Supplied information
<<<<

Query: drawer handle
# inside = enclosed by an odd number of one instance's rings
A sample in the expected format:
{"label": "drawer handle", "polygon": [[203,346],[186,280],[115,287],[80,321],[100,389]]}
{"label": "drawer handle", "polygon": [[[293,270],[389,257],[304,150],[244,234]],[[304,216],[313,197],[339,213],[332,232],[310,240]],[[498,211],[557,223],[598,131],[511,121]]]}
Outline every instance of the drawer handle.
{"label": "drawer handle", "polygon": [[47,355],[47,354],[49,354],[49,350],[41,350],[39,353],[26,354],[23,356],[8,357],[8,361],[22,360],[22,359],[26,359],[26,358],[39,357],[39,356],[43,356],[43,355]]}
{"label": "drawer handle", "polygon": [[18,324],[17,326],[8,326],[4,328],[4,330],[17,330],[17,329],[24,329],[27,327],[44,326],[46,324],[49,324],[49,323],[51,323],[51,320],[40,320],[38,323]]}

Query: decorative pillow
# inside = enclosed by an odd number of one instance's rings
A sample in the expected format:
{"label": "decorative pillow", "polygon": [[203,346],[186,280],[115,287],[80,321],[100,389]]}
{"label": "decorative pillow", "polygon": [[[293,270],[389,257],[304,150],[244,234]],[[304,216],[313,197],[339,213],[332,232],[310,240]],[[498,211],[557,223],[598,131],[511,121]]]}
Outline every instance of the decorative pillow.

>>>>

The exercise
Rescale all of the data above by writing out every line again, requests included, with each polygon coordinate in the answers multiplied by 0.2 and rounded to the nearest whole number, halves rounded up. Leave the numbers in the format samples unchanged.

Answer
Query: drawer handle
# inside = enclosed by an odd number of one instance's rings
A sample in the expected format:
{"label": "drawer handle", "polygon": [[203,346],[186,280],[115,287],[80,321],[100,389]]}
{"label": "drawer handle", "polygon": [[[293,270],[389,257],[304,150],[244,234]],[[304,216],[313,197],[339,213],[332,232],[310,240]],[[498,211],[557,223],[598,131],[511,121]]]}
Outline every instance of the drawer handle.
{"label": "drawer handle", "polygon": [[9,71],[9,71],[10,71],[10,70],[8,70],[8,71],[5,71],[5,71],[2,71],[2,72],[4,72],[4,72],[5,72],[5,72],[8,71],[8,71],[9,71],[9,71]]}
{"label": "drawer handle", "polygon": [[4,65],[3,65],[2,65],[1,66],[1,66],[3,66],[3,66],[5,66],[5,65],[9,65],[9,65],[10,65],[10,65],[10,65],[10,64],[8,64],[8,65]]}

Query: decorative pillow
# inside = enclosed by an odd number of one instance's rings
A sample in the expected format:
{"label": "decorative pillow", "polygon": [[203,346],[186,280],[115,287],[80,321],[100,389]]}
{"label": "decorative pillow", "polygon": [[[293,270],[389,257],[304,150],[244,234]],[[304,216],[313,197],[339,213],[332,232],[310,240]],[[498,211],[557,223],[598,131],[511,121]]]}
Outline every instance of the decorative pillow.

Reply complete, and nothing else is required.